**GIVEN INSTRUCTION 1**
Rewrite the entries, from the line containing "Labeling fields. Category: crest" through the last line of the entries, as a two-column CSV with the headers input and output. Give one row per entry holding its text and its answer, each in a single quoted field with line breaks replaced by spaces.

## begin GIVEN TEXT

Social media has become such an integral part of our everyday lives that it’s hard to imagine aspects of our lives without it — including our professional lives. Now, as students preparing to enter the workforce, we are faced with the growing demand of jobs revolving around social media that are specifically targeted to our generation.
As we continue to see the increasing demand for our millennial minds, it is imperative to address how the job market was once free of the digital. Media, Culture and Communications Professor Isra Ali recalled that it was about five or six years ago when her students began to receive job offers revolving around social media.
“Employers started to care about how [students] utilized social media for marketing, journalism and more,” Ali said. “Now there are specific jobs revolved around managing social media platforms for a company.”
Even in newspapers such as WSN, social media has become a crucial tool in marketing and sharing publications with the digital world.
“I don’t know that there is any industry that hasn’t been influenced by social media,” Ali said. “I think all industries have figured out that it is in their best interests to use social media to cultivate public support for what they do and to make themselves look good even if what they do isn’t particularly sexy.”

## end GIVEN TEXT

**GIVEN INSTRUCTION 2**
Continue the article about social media and the job market, starting after its final sentence.

## begin AVAILABLE RECORDS

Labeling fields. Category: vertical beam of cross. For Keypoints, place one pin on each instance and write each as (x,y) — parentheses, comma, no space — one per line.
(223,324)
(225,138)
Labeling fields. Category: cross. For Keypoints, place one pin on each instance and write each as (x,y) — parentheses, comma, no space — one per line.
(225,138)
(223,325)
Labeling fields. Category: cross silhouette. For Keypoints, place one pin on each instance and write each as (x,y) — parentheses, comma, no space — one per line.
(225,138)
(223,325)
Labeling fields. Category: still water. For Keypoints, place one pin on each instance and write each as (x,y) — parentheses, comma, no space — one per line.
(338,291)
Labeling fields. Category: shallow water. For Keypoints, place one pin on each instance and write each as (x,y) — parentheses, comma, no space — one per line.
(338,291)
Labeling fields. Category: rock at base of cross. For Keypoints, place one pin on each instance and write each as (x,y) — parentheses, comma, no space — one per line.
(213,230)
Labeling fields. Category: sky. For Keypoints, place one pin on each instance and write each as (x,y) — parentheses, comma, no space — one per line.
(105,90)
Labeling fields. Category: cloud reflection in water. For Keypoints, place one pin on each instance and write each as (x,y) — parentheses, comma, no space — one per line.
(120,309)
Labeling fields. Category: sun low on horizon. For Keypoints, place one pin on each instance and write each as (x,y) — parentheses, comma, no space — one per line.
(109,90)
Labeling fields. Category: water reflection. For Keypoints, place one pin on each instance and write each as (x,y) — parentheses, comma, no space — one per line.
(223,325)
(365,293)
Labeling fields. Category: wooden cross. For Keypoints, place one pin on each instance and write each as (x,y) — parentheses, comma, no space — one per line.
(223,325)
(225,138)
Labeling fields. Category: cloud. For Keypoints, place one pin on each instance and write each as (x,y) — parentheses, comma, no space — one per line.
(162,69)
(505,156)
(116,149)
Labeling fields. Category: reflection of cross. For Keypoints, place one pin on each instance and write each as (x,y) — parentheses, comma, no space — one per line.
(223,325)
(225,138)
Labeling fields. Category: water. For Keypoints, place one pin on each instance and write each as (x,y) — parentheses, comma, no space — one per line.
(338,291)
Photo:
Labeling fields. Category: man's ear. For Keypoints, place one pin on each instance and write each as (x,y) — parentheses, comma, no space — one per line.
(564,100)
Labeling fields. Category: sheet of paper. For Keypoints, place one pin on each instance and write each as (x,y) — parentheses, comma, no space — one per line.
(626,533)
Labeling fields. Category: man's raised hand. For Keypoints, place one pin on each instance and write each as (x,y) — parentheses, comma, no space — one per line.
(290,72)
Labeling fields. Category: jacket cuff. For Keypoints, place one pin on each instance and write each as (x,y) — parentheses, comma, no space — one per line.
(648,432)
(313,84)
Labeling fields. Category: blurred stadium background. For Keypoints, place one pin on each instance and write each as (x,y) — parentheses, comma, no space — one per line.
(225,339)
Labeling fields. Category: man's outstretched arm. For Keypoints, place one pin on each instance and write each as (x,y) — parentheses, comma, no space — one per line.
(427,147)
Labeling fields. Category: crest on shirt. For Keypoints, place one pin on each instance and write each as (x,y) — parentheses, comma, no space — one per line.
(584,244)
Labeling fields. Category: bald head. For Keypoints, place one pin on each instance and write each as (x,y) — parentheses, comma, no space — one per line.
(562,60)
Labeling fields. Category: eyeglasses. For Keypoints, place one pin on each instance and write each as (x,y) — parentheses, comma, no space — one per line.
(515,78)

## end AVAILABLE RECORDS

**EXERCISE RESPONSE 1**
input,output
"Labeling fields. Category: crest on shirt. For Keypoints, place one pin on each instance and write each as (x,y) — parentheses, comma, no space — one per line.","(584,244)"
"Labeling fields. Category: bald head. For Keypoints, place one pin on each instance and write each as (x,y) — parentheses, comma, no space — one per line.","(562,60)"
"Labeling fields. Category: eyeglasses. For Keypoints, place one pin on each instance and write each as (x,y) — parentheses, comma, no space — one per line.","(515,78)"

**EXERCISE RESPONSE 2**
To prepare students for such tasks, universities are integrating social media into marketing, communication and business programs to demonstrate how to utilize social media in professional environments. Ali teaches a class called Social Media Networking where students look conceptually at social media and how it affects human interaction and the public discourse.
NYU offers many other courses revolving around social media, including Social Media Strategy; Social Justice, Advocacy and Social Media, Social Media Marketing and Analytics and more. Ali predicts that teaching social media will become more prevalent in universities.
“I think there are two types of teaching that will emerge: one that will be revolved around a critical, conceptual perspective on social media and one that will get exponentially more popular about managing social media and how to translate social media into material success, money and status,” Ali said. “I can see those courses becoming more important, necessary and very popular.”
In the future, we will only see an increase in the operations and necessity of social media. As we delve further into the digital age, it is important to remind ourselves that social media only really emerged 20 years ago and yet, for a lot of us, will be something we encounter in our professional lives. Brace yourselves.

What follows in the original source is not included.